#### [Required action]
Only one stretch of the listing below is wanted. Begin at the line that has "Would you mind indicating the finger", stop after the line that has "Would you mind indicating the book", and repeat every line in between exactly.

<<<<

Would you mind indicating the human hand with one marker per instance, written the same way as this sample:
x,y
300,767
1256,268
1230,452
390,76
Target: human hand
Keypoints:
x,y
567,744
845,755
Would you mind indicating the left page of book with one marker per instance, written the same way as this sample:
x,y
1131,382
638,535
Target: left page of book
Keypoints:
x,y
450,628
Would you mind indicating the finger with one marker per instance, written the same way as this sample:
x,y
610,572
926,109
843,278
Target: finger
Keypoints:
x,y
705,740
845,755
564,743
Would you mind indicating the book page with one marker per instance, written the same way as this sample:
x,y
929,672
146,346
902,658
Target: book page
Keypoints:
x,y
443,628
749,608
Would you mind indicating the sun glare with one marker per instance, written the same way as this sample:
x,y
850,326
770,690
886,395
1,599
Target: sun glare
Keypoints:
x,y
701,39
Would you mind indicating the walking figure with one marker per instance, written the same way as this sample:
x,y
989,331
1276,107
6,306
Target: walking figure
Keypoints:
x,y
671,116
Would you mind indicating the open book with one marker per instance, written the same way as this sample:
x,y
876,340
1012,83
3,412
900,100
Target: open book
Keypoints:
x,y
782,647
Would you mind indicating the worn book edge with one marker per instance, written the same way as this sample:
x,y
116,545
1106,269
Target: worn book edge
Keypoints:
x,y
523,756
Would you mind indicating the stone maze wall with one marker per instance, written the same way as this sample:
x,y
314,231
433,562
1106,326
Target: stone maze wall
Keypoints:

>>>>

#### [Task response]
Would you mind indicating the finger with one marker per instance, written the same way as this sample:
x,y
610,572
926,109
843,278
Target: finger
Keypoints:
x,y
705,740
845,755
564,743
Would you mind indicating the book page with one marker per instance, written the same way as this sample:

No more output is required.